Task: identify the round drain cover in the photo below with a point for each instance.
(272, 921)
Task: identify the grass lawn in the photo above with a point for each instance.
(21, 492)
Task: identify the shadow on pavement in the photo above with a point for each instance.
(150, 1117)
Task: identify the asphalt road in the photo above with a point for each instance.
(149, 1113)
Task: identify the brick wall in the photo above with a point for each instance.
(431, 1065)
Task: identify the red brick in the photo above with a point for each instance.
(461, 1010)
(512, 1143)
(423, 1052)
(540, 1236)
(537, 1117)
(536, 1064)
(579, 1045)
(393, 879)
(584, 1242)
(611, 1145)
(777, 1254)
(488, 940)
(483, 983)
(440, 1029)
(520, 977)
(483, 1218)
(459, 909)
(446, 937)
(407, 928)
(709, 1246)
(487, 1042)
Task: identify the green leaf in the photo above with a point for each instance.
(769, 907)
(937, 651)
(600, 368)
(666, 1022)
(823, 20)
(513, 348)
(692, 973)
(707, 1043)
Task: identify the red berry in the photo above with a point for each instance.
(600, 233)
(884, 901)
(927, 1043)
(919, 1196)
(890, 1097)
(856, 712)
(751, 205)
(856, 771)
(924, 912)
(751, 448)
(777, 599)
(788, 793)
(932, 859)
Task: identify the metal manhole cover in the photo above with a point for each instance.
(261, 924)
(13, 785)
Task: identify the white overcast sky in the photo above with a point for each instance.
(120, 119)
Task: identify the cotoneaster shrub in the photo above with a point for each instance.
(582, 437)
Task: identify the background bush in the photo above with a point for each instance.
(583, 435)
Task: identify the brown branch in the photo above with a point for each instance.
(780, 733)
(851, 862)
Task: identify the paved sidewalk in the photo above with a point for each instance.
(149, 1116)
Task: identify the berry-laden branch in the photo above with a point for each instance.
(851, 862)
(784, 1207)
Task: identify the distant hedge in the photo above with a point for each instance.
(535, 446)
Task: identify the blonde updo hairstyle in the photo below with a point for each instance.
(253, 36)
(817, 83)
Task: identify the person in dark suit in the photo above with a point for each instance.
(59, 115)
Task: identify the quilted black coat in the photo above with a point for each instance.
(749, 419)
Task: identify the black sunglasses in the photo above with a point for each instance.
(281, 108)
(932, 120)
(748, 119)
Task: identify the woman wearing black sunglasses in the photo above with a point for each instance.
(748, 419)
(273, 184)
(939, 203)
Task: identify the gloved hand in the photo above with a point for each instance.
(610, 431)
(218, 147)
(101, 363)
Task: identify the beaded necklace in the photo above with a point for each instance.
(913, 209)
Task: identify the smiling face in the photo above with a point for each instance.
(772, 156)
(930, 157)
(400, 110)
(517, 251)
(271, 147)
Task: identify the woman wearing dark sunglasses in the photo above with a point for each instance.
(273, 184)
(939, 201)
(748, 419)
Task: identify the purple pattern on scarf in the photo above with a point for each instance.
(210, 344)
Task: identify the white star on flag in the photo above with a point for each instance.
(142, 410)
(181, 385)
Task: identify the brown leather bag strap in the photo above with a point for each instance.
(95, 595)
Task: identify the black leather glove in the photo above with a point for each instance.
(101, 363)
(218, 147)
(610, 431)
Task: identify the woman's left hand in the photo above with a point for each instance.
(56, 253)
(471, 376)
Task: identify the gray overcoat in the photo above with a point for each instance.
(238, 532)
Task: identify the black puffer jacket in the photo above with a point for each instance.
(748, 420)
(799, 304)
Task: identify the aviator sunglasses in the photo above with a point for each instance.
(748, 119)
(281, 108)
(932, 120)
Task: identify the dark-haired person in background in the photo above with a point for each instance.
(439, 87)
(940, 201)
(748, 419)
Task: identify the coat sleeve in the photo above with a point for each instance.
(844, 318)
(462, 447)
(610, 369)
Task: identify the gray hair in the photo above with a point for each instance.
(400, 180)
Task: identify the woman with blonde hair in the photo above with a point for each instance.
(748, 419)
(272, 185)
---
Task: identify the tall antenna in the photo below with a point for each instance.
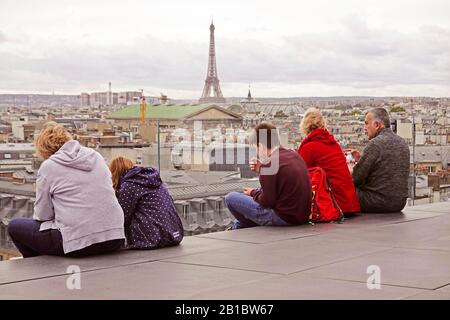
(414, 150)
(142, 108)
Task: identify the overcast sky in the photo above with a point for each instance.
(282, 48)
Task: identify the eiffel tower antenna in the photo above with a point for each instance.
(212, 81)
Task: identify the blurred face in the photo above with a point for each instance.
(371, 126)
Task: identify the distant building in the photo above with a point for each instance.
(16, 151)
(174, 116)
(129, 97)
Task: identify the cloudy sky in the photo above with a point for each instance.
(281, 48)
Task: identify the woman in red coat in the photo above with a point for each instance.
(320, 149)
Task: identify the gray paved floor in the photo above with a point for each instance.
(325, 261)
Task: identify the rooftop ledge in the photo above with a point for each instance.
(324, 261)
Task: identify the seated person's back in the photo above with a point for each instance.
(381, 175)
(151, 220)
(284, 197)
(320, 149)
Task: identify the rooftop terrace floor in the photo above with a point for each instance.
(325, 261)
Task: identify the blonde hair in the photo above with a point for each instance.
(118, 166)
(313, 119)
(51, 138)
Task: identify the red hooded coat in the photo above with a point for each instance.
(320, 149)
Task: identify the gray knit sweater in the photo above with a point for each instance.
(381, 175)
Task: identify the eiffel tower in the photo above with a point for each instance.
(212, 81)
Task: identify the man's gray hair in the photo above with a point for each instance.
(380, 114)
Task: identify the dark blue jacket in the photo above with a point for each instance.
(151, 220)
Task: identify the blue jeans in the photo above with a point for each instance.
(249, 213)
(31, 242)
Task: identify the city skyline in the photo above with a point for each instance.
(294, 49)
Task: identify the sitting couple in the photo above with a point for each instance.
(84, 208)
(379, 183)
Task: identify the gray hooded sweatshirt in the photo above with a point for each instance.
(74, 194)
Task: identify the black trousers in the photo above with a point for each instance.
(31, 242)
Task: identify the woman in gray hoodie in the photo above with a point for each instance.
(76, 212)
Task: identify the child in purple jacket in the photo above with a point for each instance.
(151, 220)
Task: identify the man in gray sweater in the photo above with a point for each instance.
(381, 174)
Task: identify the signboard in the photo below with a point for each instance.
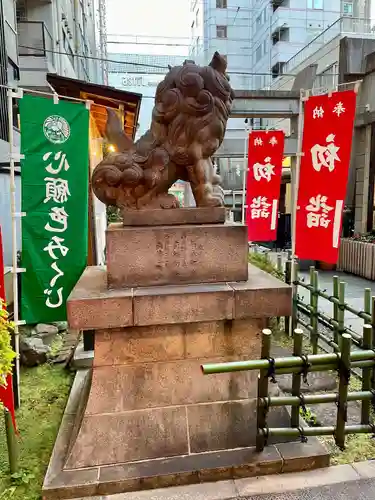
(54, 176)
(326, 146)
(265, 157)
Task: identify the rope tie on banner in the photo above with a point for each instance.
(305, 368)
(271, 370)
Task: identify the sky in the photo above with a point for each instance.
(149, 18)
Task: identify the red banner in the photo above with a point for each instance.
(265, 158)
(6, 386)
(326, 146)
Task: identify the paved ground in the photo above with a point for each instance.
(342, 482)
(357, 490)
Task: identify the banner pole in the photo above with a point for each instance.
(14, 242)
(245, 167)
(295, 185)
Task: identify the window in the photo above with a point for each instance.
---
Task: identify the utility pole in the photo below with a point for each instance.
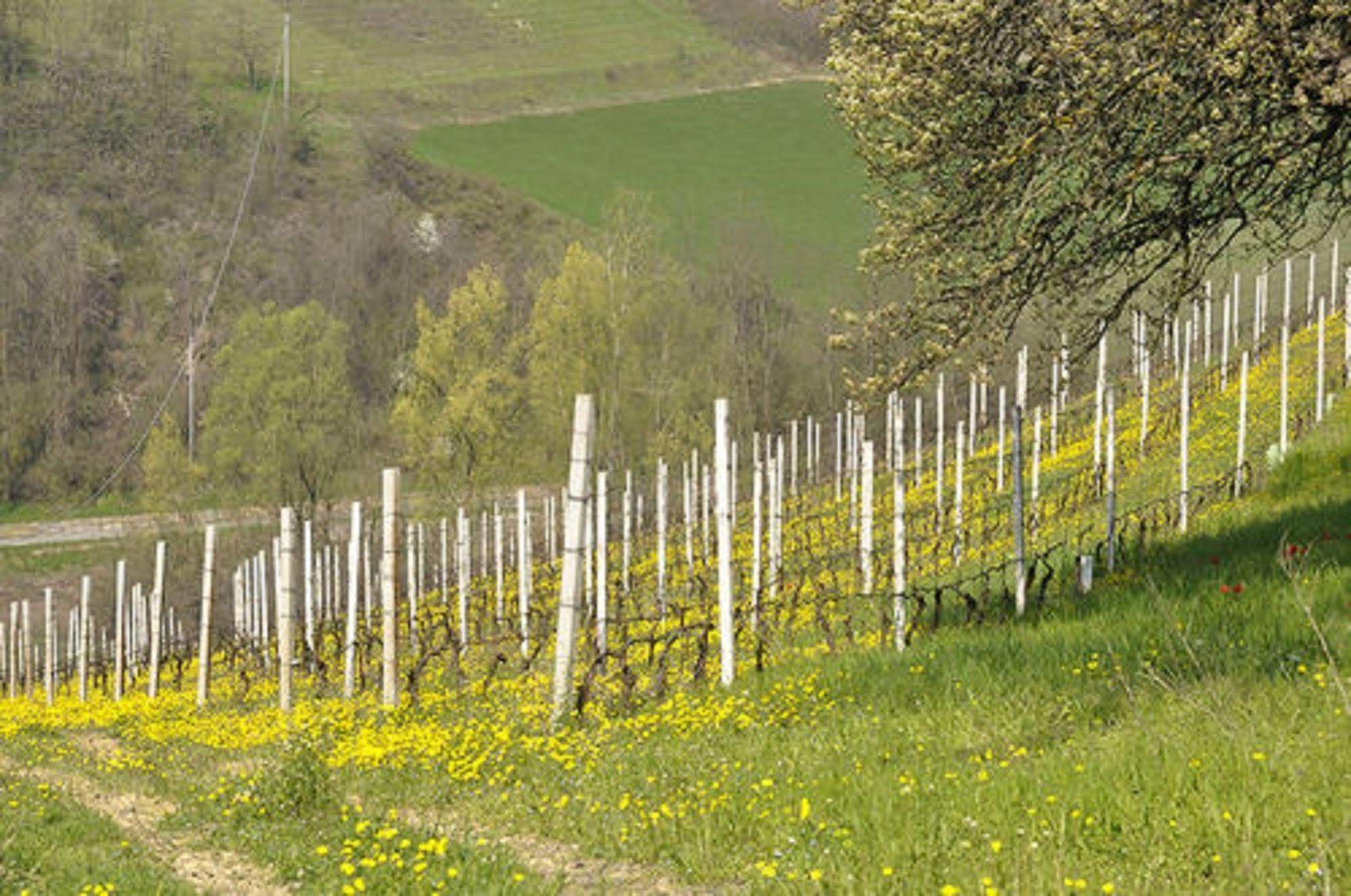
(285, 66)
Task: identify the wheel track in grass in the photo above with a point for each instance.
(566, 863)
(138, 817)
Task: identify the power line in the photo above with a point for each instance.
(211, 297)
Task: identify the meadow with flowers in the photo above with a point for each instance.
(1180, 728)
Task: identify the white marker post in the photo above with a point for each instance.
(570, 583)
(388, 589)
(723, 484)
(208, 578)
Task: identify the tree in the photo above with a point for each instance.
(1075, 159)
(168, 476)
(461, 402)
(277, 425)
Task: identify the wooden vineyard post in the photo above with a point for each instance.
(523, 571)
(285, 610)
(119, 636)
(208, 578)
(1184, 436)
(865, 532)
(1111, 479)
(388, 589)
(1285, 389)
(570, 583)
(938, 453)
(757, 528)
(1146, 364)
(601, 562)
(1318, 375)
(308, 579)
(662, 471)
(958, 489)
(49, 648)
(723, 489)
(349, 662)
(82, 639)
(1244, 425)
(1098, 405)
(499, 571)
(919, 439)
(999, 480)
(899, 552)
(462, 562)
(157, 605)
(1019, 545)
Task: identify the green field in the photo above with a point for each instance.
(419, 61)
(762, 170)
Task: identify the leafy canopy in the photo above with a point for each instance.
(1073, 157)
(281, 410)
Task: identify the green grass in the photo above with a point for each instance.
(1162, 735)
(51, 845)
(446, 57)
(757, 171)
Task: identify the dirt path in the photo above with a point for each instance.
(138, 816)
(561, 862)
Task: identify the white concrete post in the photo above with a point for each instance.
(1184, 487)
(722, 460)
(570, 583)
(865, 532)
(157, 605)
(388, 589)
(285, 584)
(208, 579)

What is expected
Above are the lines; repeat exactly the ones from the line containing "Task: identify the red banner" down to the line containing "Task: identify the window", both inclusive.

Task result
Task: identify the red banner in the photo above with a point for each instance.
(265, 158)
(6, 386)
(326, 146)
Task: identify the paved ground in the photo above with a point for each instance.
(342, 482)
(357, 490)
Task: identify the banner pole in the photo above with a point for each instance.
(14, 242)
(245, 167)
(295, 185)
Task: identify the window in the photo above with a point for each instance.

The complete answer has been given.